— Begin TASK DATA —

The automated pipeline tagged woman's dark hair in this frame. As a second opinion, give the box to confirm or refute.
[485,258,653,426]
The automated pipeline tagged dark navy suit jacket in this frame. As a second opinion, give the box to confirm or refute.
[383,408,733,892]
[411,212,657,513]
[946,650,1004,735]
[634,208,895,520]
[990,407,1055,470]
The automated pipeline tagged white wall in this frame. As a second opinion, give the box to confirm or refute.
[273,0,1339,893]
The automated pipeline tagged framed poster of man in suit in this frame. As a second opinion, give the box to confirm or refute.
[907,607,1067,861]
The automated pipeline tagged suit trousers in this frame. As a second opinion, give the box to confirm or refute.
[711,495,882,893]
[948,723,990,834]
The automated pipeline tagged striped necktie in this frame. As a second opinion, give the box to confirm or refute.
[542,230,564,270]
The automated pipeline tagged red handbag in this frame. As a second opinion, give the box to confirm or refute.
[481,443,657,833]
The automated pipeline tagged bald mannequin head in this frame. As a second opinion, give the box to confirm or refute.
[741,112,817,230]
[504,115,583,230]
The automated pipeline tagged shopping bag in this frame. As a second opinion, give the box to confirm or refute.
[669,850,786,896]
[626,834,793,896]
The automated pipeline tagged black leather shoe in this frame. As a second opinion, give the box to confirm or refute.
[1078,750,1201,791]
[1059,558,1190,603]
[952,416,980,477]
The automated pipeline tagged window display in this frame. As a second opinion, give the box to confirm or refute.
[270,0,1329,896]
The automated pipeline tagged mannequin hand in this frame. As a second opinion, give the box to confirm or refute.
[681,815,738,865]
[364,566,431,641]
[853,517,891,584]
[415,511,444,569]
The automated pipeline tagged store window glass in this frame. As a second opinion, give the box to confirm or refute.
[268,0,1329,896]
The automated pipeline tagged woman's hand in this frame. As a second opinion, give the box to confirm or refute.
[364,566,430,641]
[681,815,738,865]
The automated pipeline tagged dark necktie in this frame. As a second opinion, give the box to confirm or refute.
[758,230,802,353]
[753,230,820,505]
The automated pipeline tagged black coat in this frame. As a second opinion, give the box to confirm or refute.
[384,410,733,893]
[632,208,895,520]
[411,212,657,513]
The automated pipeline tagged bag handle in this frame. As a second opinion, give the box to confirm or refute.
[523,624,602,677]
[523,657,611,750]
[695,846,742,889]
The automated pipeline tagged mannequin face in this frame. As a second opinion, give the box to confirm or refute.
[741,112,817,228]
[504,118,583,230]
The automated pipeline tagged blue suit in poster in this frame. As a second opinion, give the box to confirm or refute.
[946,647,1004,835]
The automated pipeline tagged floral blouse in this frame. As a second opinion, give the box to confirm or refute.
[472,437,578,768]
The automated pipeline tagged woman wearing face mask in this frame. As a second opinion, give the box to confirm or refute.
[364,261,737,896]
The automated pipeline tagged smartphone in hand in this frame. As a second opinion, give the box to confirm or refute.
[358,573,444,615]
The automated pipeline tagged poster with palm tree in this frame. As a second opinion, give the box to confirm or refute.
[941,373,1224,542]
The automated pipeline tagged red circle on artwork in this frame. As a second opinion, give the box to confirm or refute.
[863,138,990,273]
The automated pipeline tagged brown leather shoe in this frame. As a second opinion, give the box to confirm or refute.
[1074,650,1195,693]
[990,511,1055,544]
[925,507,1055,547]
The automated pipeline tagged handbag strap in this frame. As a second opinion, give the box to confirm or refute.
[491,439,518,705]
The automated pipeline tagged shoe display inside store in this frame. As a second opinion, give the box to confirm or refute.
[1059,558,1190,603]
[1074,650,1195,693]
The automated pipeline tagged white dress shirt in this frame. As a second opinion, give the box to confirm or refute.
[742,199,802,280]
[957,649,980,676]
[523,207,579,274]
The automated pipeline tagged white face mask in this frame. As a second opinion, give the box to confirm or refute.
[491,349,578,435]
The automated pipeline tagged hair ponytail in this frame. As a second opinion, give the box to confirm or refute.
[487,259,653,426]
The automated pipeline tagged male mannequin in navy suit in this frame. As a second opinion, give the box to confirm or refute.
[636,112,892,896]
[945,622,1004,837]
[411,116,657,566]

— End TASK DATA —

◆ PROBLEM ◆
Format the data above as a JSON list of strings with one string per line, omitting any blank lines.

◆ EXERCISE OUTPUT ◆
[
  "The automated pipeline tagged woman's dark hair in this frame. As a second opinion, give the box to confirm or refute.",
  "[485,258,653,426]",
  "The automated pipeline tagged dark navy suit jacket in this frame. As a second opinion, give the box to confirm or refute.",
  "[383,408,733,892]",
  "[411,212,657,513]",
  "[946,650,1004,735]",
  "[634,208,895,520]",
  "[990,407,1055,470]",
  "The automated pipeline tagged white wall in this frame. As a second opinion, give the box to confirm or refute.",
  "[273,0,1339,893]",
  "The automated pipeline tagged framed poster of man in suit in this frame. As a second opinion, give the box to confirm or refute.",
  "[907,607,1067,861]",
  "The automated pipeline tagged suit trousers in this frame. As a second opinion, give the box to confirm or refute.",
  "[711,495,882,893]",
  "[948,723,990,834]",
  "The automated pipeline tagged striped necktie in this frame. As a second opinion, give the box to confirm or refute.",
  "[542,230,564,270]",
  "The automated pipeline tagged red handbag in this frame. As a second opinion, give the box to confirm or refute.",
  "[481,443,657,833]",
  "The automated pipeline tagged bald mannequin head in this frame. As a second opinion, give the box to confirm or refute.",
  "[741,112,817,230]",
  "[504,115,583,230]",
  "The automated pipeline tagged shopping bag in this frame. As a second opinion, give the box to confirm or refute.",
  "[669,850,786,896]",
  "[626,834,793,896]",
  "The automated pipeline tagged black leather shoe in this frame. As a second opinion, give the box to confirm or refute.",
  "[1078,750,1201,791]",
  "[1059,558,1190,603]",
  "[952,416,980,477]",
  "The automated pipeline tagged window display in this frame. As a second opinion, give the box to confirm or refute.",
  "[270,0,1329,896]",
  "The automated pipeline tagged mannequin hand in this frame. As a second opinion, give the box to confirm or refute.",
  "[681,815,738,865]",
  "[364,566,431,641]",
  "[853,517,891,584]",
  "[415,511,444,569]",
  "The automated pipeline tagged store window glass in this frame. As a second opinion, give the box to confirm or refute.",
  "[268,0,1329,896]",
  "The automated pipeline tagged woman's hand in this frame. As a second opinion, give the box to confirm or refute.",
  "[364,566,430,641]",
  "[681,815,738,865]",
  "The automated pipeline tagged dark necktie in this frame. As a second opinion, give the box to confirm or refute.",
  "[758,230,802,353]",
  "[753,230,820,505]",
  "The automated pipeline tagged black coat in this frame. As a second opinion, give the box to confirm or refute.",
  "[384,410,733,893]",
  "[632,208,895,520]",
  "[411,212,657,513]",
  "The automated pipeline tagged bag handle in this frame. As a second opinion, give the box to confirm or refute.",
  "[523,624,602,677]",
  "[523,657,611,750]",
  "[695,846,742,889]",
  "The automated pipeline tagged mannequin face in this frame. As a second opinion, give the box to confirm or refute.",
  "[741,112,817,228]",
  "[504,118,583,230]",
  "The automated pipeline tagged blue suit in poster in this frame. As a second opinion, give the box to confirm or refute.",
  "[946,647,1004,835]",
  "The automated pipeline tagged floral blouse in this frame. As a second opinion, give the box to confirm or refute.",
  "[472,437,578,768]",
  "The automated pipeline tagged woman wearing face mask in this frame. As a second opinion, give the box to confirm or refute.",
  "[364,261,737,896]",
  "The automated pipeline tagged smartphone in hand in this frame. As a second opinion, give the box to confirm or refute.",
  "[358,573,444,615]",
  "The automated pipeline tagged poster with palm tree in this frame. As a second opinion, give the box to confirm or refute.",
  "[941,373,1224,542]",
  "The automated pipeline tagged red circle on artwork in this frame. As a second opinion, give the box to confirm or refute.",
  "[863,138,990,273]",
  "The automated pipeline tagged brown leather shoe in this frame. As a second opinion, give the box to confirm or refute.",
  "[1074,650,1195,693]",
  "[990,511,1055,544]",
  "[925,507,1055,547]",
  "The automated pipeline tagged handbag strap in this frame. As a second opinion, give the box to confirm or refute.",
  "[491,439,518,705]",
  "The automated pipeline tagged shoe display inside store in this frame. As a second opinion, give the box to confirm or refute.",
  "[1059,558,1190,603]",
  "[1074,650,1195,693]",
  "The automated pipeline tagged white dress shirt in this frame. As a second opinion, give the box to confirm or refute.",
  "[742,199,802,280]",
  "[957,649,980,676]",
  "[523,207,579,274]",
  "The automated pipeline tagged white face mask in this frame. As a second opinion, give the box to confirm or refute.",
  "[491,349,578,435]",
  "The automated pipeline tagged hair ponytail in this frame. As a second opinion, give the box to confirm or refute.",
  "[487,259,653,426]",
  "The automated pipeline tagged male mannequin in navy suit in this frame. As a second opinion, give the box to confirm or refute.",
  "[636,112,892,896]",
  "[945,622,1004,837]",
  "[411,116,657,566]"
]